# REQUIREMENT A
In the blog post below, what age does the writer's mother turn this year?

# ARTICLE
Tuesday, July 26, 2011

Happy Birthday to My Sassy, Southern Mother!

We are very big on birthdays in my family. Honestly we are very big on any reason to celebrate.  Monday?  Let's celebrate!  You finished a mundane task at work? Let's go out to dinner and celebrate!  Friday? Oh yeah, definitely a cause for a celebration!  You get the idea.  We love an excuse to have a party, even a small one, so when real reasons for celebrations present themselves we happily embrace them.

This week is my mother's birthday week.   That's right not just a day, we dedicate a whole week to the holiday.  In the past I have tried, unsuccessfully, to get people to celebrate my birthday month but for some reason people get tired of telling me Happy Birthday every single day for a month.


With this week being my mother's birthday week, I have to really brag on how she inspires me. Not only has she instilled a love for life and celebrations in me, she has also given me a great perspective on age.  I have never once heard my mother say that she was getting old nor has she ever lied about her age.  She loves life at the moment she is in because this is her life at every stage and she doesn't want to miss a moment of it.  She sets news goals for herself every year and seems to only get better with age.  My mom laughs when she hears people complain about getting older because as she says, "There is only one alternative to getting older and that is death....so stop complaining!"  This year, my sassy mom and best friend turns 59 years young.  And her goal this year?  Well she has quite a few but all are aimed at making herself even better as she prepares for her sensational 60s!  Thank you Mama for your great attitude on life and for teaching me that youthfulness is an attitude and an energy - not a number.  You are an inspiration to me and others!  Happy Birthday and I love you!

Cake + Drinks= A Very Happy Birthday Cake!

Birthday Roses!


This napkin clearly expresses how the ladies in our family feel!

The Shrimp Alfredo Pasta I made for Mom's Family Birthday Dinner

I come from such an expressive family!

Two strong, amazing women in my life!

The chef for the night!

Monday, July 11, 2011

Don't bother me, I am thinking....about everything!

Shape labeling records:
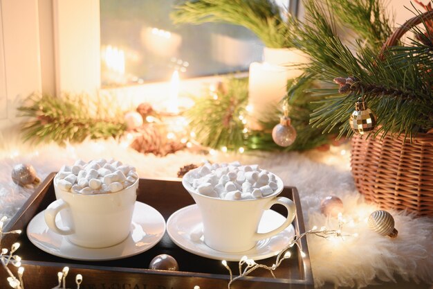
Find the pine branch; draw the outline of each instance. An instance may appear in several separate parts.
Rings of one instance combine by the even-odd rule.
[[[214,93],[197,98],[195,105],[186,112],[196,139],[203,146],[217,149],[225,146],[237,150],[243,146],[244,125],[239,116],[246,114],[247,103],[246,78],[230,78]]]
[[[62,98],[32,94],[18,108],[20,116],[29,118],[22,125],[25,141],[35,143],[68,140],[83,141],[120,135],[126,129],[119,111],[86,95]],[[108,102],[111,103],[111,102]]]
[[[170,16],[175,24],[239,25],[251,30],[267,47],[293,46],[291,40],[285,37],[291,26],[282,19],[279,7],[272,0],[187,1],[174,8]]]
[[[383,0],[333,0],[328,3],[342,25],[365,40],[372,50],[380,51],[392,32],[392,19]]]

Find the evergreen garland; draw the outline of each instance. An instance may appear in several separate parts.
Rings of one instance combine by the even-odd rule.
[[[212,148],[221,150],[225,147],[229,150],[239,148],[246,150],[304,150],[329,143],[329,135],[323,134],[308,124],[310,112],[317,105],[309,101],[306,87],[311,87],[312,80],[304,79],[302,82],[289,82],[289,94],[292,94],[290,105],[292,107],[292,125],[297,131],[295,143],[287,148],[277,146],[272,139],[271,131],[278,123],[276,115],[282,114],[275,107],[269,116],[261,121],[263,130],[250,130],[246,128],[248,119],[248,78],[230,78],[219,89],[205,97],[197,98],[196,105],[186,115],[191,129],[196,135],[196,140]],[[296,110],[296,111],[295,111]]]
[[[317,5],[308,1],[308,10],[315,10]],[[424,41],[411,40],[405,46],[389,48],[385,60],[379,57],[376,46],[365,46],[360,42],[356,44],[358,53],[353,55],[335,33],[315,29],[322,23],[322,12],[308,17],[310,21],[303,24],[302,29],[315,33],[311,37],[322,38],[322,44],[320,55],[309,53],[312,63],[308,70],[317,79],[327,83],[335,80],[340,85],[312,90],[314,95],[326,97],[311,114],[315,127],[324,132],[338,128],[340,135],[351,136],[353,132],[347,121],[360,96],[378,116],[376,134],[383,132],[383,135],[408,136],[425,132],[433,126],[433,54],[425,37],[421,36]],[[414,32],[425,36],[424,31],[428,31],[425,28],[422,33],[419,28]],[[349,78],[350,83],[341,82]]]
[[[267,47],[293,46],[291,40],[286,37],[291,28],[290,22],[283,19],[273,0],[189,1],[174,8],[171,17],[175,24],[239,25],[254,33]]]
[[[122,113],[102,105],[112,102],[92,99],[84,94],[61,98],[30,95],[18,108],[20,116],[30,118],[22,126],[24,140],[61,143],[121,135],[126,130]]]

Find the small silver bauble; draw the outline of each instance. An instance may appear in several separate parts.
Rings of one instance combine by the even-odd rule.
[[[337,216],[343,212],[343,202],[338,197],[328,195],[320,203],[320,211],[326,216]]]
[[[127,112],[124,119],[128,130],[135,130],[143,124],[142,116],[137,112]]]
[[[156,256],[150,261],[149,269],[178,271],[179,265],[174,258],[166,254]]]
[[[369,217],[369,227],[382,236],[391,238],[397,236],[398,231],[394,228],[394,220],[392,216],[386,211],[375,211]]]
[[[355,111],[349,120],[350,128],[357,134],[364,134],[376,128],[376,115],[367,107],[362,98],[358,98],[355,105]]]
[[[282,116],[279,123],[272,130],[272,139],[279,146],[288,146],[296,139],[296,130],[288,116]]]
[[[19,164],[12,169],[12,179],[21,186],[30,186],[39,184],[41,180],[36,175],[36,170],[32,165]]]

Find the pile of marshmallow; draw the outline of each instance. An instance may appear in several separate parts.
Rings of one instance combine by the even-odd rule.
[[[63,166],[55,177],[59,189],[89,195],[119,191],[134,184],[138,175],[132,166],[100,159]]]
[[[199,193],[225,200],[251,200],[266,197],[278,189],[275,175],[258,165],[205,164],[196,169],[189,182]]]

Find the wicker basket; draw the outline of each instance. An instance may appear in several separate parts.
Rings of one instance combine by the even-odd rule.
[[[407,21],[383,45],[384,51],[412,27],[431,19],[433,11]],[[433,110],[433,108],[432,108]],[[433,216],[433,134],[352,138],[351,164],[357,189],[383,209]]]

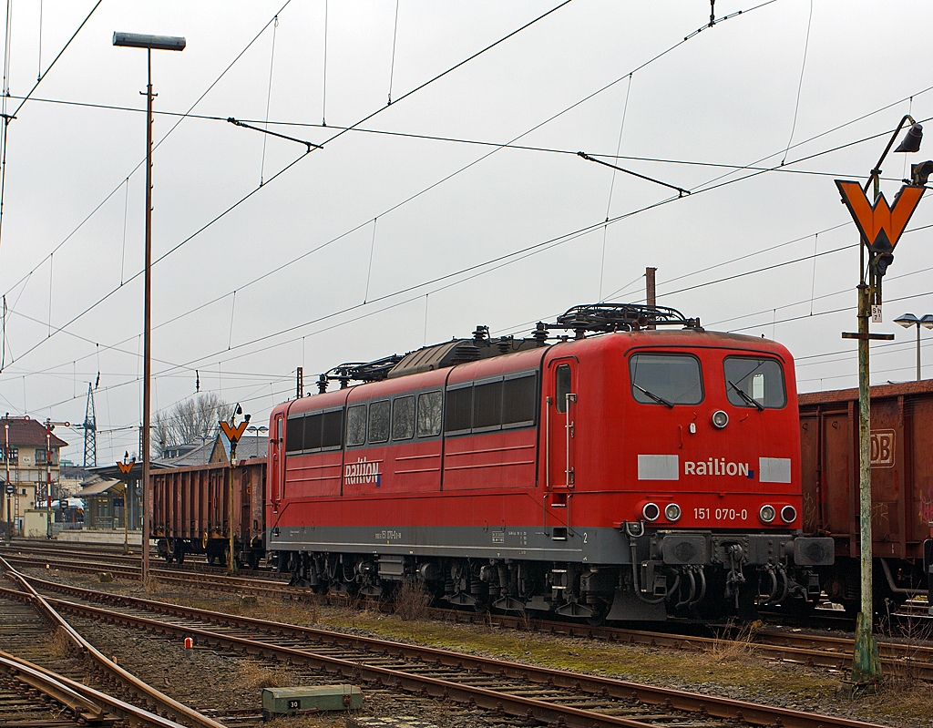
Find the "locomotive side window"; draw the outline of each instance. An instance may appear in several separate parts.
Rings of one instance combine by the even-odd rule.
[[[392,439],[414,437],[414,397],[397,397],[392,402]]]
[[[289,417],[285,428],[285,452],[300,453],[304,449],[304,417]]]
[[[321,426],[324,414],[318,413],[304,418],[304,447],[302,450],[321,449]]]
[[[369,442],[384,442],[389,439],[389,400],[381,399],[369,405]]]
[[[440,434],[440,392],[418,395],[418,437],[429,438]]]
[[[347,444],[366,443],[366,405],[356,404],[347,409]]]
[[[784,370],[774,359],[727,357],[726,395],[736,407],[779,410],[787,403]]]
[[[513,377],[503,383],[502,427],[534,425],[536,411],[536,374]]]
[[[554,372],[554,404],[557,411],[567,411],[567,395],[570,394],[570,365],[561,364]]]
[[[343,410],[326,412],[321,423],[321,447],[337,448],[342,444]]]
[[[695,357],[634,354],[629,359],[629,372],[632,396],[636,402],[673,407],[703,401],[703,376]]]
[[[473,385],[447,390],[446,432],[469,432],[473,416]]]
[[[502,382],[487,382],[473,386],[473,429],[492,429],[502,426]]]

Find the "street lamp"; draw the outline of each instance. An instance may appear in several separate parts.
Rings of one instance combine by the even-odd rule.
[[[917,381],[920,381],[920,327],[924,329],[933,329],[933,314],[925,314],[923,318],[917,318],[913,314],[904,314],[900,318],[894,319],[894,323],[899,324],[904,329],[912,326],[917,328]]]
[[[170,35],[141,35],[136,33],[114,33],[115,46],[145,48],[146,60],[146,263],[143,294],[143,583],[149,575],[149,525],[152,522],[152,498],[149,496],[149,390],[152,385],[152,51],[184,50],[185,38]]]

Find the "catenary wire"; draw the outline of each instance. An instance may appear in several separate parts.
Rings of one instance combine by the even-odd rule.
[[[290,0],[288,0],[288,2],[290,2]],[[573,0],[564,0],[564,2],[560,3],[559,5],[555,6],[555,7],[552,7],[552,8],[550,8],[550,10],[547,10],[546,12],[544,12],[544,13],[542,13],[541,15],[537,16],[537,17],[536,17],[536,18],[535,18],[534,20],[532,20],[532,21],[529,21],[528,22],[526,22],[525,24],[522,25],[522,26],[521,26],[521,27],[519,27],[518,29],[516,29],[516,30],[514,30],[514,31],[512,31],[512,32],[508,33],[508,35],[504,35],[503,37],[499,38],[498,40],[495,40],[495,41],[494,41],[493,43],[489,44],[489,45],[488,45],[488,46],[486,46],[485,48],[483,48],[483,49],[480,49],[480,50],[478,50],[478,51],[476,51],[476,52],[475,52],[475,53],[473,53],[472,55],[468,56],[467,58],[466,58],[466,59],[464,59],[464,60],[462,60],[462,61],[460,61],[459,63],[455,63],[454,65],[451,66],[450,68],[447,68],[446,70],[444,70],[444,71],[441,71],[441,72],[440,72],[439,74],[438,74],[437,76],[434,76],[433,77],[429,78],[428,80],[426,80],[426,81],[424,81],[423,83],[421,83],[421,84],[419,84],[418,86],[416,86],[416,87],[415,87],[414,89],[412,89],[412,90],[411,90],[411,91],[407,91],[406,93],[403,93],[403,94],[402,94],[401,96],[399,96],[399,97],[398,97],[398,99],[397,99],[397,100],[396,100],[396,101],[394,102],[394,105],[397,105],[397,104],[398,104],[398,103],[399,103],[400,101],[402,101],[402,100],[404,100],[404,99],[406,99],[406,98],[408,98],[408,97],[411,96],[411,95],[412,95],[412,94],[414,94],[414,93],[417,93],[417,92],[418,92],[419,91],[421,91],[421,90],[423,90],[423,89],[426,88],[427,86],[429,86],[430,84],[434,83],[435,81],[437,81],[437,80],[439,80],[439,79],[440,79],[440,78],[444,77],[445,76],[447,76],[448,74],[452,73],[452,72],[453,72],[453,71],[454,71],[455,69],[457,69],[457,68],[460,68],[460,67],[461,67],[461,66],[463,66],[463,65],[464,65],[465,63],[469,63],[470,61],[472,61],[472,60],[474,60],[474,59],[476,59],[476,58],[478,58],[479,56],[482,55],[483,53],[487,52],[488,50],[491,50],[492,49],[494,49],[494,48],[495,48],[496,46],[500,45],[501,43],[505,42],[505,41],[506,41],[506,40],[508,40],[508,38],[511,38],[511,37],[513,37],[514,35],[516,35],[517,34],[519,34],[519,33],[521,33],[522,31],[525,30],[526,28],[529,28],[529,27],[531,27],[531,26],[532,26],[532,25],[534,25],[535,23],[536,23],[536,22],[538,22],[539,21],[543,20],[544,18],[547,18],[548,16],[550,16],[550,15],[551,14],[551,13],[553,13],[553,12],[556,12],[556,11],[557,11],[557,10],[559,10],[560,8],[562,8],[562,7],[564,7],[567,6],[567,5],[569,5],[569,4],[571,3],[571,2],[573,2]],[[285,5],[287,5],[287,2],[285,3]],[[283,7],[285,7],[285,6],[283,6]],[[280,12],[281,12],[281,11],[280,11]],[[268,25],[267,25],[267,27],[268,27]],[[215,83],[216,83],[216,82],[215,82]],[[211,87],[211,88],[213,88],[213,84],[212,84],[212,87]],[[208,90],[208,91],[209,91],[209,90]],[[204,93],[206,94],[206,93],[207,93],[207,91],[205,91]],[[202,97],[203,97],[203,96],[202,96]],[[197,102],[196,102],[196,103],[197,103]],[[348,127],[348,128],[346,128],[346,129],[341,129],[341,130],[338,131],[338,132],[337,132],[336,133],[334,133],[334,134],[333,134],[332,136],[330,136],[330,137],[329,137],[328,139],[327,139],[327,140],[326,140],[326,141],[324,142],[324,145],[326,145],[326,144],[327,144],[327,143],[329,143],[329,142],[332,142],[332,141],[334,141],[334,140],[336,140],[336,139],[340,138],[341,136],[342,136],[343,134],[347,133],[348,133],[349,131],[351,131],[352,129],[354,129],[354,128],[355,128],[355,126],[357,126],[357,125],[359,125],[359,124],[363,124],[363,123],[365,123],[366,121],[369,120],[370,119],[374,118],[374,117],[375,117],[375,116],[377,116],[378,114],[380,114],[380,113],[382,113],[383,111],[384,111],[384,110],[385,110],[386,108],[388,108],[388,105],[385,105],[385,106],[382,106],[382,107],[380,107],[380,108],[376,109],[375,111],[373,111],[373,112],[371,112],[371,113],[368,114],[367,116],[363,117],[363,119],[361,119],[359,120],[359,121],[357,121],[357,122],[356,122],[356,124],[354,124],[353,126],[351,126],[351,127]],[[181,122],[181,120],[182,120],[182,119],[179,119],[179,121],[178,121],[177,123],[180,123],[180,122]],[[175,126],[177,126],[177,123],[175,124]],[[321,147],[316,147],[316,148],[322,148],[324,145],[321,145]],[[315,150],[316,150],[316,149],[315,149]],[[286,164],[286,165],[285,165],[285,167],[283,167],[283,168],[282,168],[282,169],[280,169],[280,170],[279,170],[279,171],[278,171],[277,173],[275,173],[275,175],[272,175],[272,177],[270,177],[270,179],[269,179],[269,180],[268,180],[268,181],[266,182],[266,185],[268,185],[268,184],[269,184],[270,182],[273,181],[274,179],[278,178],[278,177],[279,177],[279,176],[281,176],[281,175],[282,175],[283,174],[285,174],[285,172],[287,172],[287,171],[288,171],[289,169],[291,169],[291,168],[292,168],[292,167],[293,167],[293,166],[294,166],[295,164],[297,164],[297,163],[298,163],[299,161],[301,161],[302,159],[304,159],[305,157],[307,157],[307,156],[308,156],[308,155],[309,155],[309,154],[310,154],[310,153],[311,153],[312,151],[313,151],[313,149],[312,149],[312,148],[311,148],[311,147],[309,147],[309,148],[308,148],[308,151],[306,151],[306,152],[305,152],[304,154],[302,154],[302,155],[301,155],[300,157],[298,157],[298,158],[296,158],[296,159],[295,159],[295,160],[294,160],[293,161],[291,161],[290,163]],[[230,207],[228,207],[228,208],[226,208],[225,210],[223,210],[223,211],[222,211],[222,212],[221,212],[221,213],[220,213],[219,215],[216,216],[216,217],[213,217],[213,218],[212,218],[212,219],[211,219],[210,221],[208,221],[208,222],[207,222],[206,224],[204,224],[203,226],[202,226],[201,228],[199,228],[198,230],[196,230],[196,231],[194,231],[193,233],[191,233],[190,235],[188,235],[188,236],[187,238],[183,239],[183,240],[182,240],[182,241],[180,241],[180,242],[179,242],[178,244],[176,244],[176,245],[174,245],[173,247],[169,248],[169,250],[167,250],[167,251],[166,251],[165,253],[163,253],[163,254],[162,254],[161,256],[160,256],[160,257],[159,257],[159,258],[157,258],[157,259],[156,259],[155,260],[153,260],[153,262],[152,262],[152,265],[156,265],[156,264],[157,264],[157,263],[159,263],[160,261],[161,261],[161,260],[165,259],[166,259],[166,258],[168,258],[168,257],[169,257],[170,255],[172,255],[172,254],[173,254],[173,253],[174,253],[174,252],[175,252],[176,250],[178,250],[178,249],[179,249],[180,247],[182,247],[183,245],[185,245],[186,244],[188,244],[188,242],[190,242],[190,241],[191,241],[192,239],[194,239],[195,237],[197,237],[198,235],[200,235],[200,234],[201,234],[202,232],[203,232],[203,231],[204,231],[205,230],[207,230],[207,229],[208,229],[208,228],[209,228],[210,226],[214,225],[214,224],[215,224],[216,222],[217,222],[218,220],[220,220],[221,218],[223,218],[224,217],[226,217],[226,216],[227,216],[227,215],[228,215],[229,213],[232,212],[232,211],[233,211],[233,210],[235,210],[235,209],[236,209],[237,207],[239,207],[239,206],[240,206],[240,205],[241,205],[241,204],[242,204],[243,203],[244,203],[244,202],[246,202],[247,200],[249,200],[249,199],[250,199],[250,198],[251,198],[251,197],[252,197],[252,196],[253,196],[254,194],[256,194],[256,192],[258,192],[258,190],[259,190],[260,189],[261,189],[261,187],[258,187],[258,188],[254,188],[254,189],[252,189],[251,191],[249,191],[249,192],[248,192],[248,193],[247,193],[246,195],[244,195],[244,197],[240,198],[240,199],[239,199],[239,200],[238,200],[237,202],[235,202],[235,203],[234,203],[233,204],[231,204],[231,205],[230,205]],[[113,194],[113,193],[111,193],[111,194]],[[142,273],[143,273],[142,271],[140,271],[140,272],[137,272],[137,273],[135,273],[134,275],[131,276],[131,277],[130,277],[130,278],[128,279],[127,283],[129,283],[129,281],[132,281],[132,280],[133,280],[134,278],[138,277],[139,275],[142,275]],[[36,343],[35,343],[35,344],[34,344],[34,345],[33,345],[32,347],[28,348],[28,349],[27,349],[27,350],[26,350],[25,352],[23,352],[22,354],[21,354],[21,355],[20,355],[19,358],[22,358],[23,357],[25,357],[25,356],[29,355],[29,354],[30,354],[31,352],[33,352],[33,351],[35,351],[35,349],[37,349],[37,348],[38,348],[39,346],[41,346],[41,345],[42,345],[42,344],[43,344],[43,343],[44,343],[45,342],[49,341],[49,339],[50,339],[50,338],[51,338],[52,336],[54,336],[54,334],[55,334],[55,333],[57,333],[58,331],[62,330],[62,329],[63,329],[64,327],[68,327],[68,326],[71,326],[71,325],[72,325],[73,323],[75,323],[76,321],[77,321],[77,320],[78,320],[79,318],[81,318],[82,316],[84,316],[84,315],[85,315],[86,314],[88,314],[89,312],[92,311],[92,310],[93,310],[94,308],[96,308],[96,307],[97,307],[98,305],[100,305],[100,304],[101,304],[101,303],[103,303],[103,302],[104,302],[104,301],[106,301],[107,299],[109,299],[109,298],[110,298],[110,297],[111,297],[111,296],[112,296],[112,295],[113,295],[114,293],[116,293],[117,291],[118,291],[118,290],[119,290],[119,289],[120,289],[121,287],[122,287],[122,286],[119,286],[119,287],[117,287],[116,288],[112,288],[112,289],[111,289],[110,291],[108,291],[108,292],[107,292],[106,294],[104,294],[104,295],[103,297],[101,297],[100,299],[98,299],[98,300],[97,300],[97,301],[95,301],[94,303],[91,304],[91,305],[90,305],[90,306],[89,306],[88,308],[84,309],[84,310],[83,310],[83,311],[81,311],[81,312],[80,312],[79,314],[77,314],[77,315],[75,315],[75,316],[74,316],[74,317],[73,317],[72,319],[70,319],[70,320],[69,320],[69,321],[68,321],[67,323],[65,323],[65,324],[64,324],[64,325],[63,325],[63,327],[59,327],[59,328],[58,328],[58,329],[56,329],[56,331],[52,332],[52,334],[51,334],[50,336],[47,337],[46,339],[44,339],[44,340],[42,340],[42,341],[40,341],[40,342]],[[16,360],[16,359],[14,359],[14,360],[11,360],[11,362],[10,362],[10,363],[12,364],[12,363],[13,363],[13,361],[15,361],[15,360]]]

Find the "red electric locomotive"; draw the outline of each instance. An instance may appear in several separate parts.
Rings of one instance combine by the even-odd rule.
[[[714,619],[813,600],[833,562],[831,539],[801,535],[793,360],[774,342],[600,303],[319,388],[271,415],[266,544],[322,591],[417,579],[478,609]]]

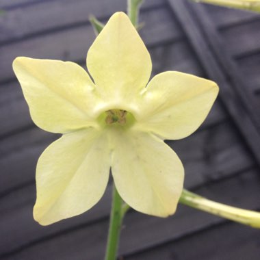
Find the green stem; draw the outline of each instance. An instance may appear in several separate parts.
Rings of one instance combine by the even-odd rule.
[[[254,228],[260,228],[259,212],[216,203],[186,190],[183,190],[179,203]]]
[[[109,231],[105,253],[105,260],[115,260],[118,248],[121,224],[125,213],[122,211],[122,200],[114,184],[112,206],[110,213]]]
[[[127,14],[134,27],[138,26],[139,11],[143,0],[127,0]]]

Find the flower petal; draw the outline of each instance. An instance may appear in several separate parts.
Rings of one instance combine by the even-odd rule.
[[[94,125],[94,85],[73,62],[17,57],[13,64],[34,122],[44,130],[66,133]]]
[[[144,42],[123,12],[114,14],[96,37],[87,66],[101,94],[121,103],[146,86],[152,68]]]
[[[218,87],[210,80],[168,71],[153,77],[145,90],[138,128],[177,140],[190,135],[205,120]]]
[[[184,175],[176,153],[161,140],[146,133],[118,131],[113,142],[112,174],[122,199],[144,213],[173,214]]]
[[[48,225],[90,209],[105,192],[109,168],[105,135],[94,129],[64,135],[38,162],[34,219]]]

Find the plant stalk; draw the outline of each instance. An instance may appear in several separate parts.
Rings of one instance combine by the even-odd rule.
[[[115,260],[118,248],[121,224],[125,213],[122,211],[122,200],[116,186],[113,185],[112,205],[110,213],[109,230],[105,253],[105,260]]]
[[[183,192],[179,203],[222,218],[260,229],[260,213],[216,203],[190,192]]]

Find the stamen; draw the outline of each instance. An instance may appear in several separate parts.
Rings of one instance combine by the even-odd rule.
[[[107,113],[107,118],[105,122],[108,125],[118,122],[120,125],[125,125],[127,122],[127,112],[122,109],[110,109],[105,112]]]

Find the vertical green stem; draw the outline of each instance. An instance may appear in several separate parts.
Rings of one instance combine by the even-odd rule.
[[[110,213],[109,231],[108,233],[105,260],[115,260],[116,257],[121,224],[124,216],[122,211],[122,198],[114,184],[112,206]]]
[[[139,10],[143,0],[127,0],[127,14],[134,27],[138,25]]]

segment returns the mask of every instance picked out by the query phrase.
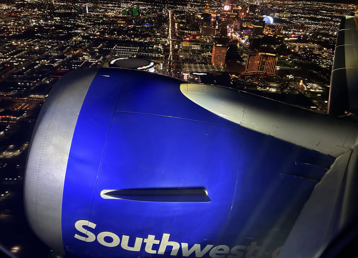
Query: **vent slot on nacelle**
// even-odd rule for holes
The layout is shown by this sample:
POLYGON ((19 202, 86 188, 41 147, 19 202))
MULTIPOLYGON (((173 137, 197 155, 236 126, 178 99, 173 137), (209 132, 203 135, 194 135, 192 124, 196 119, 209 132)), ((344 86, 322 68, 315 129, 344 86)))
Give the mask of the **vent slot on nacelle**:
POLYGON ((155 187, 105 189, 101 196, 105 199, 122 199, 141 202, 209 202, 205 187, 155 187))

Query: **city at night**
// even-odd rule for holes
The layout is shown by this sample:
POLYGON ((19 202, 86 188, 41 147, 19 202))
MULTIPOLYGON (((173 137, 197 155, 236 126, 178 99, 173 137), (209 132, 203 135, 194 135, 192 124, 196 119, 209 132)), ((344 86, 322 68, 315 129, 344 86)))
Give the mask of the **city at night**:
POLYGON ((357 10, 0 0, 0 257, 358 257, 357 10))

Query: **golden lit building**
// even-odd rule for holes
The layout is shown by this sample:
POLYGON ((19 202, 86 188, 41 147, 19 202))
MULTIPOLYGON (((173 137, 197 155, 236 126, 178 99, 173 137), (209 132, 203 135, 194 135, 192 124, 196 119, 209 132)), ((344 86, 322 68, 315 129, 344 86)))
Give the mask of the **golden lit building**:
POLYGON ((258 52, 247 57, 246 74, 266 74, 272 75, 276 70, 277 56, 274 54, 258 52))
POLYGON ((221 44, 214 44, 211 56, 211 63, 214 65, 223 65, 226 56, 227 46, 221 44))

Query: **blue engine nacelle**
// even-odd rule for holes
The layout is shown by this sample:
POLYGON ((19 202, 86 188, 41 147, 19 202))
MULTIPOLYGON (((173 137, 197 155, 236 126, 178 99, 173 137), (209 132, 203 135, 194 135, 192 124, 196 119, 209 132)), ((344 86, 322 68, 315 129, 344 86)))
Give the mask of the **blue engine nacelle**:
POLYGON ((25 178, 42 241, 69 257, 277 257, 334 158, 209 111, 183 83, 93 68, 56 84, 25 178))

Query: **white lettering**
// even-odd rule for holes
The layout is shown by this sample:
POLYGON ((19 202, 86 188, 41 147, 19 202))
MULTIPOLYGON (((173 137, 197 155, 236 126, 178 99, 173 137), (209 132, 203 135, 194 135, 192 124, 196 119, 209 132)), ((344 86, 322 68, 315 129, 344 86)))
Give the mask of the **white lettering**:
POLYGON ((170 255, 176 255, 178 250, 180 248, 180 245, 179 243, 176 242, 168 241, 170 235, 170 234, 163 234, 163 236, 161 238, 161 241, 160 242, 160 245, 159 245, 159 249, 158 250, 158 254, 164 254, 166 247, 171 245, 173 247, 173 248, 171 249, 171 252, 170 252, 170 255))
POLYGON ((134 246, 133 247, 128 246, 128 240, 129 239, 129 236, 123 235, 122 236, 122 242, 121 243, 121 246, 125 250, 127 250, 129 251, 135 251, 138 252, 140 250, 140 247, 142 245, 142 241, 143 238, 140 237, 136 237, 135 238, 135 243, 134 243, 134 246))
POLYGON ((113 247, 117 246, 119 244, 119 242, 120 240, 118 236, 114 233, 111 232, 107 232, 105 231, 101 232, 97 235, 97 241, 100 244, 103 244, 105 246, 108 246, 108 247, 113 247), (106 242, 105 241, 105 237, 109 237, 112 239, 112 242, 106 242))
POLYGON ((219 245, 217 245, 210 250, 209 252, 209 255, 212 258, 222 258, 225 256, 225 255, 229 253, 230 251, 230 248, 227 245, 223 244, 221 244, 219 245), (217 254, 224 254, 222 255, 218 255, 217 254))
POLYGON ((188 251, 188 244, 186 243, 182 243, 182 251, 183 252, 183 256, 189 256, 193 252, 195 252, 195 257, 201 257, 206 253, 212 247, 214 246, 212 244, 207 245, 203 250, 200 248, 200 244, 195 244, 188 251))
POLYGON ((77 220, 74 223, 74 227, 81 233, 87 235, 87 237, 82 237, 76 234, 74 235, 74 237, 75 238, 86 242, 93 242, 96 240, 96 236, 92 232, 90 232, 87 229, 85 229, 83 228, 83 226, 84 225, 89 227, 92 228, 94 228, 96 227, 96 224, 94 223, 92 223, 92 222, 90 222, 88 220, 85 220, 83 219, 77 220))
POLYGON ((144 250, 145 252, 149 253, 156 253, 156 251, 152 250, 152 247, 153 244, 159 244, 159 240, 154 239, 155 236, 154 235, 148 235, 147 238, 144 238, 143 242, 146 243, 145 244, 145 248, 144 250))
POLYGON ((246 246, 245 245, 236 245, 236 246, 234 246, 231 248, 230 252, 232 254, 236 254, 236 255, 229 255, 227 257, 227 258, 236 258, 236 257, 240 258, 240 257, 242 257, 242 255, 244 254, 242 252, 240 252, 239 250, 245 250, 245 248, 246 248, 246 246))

# REQUIREMENT B
Locate each row above that contains the word "Give", and copy every one of those rows in full.

# CORRECT ANSWER A
She turns 59.

# CORRECT ANSWER B
Give the mask of the **vent slot on nacelle**:
Give the mask of the **city at night**:
Give the mask of the **golden lit building**:
Give the mask of the **blue engine nacelle**:
Give the mask of the **white lettering**:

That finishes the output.